──────── Stored data
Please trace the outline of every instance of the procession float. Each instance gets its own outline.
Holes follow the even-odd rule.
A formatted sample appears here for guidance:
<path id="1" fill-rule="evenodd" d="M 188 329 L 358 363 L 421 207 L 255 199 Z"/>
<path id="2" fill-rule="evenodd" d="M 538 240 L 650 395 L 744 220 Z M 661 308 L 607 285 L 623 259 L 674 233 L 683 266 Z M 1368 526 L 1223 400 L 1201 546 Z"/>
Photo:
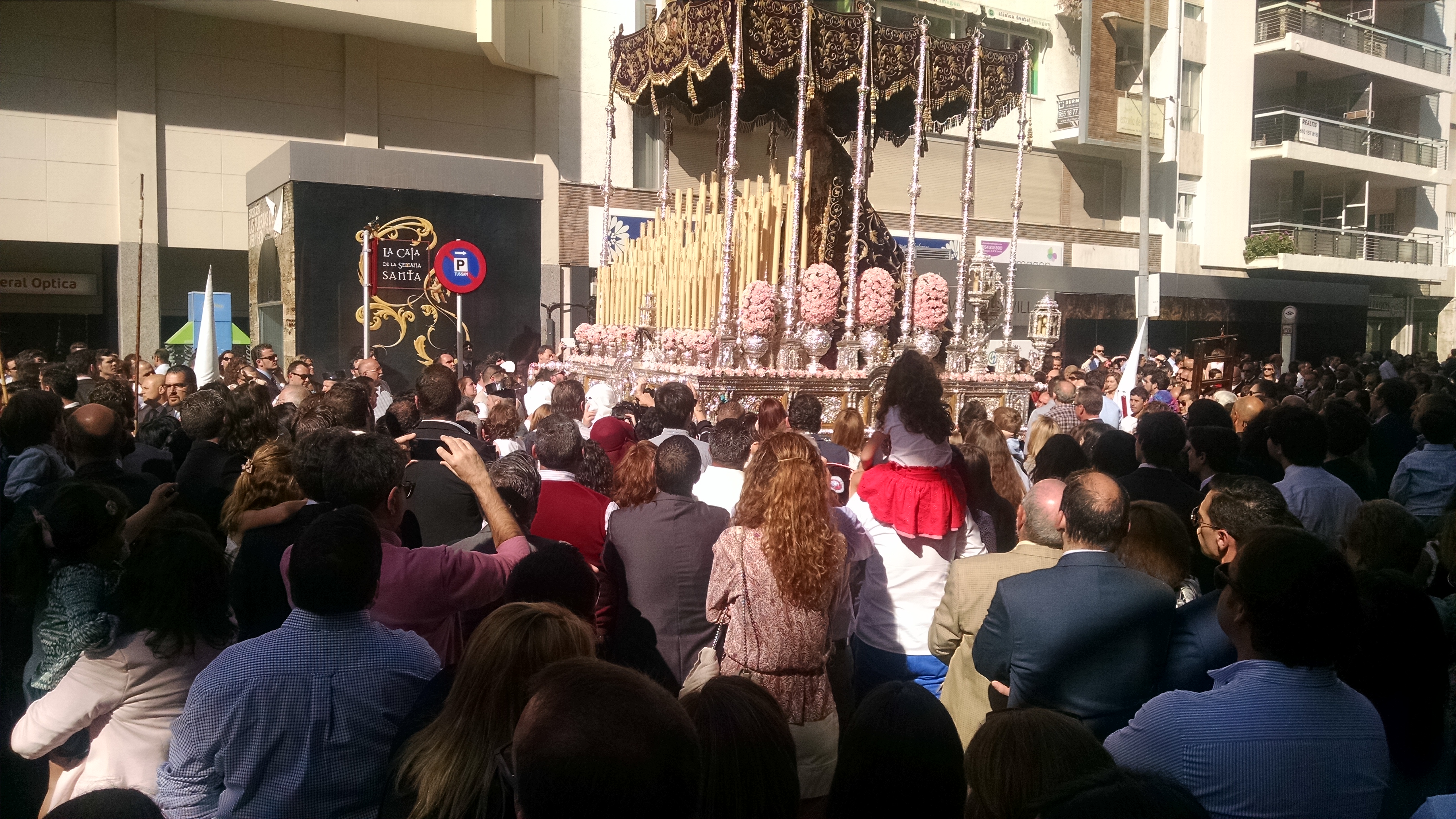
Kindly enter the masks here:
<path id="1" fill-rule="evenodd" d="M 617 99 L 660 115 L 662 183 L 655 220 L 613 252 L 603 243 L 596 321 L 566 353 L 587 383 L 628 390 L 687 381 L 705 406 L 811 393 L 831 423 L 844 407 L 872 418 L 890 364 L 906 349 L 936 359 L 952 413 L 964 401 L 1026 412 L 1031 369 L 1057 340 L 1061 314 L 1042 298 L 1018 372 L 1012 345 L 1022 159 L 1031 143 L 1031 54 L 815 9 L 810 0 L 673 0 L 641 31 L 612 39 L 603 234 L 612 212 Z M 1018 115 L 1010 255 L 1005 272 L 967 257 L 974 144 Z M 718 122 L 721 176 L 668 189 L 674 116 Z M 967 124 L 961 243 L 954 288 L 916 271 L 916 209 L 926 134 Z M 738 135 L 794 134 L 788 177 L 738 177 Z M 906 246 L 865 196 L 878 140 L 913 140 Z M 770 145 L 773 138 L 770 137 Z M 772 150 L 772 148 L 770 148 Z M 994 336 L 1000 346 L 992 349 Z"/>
────────────────
What is needed: Pull out every line of the data above that contains the word "here", copying each one in full.

Task answer:
A formatted sample appears here for guidance:
Kindly enter the masks here:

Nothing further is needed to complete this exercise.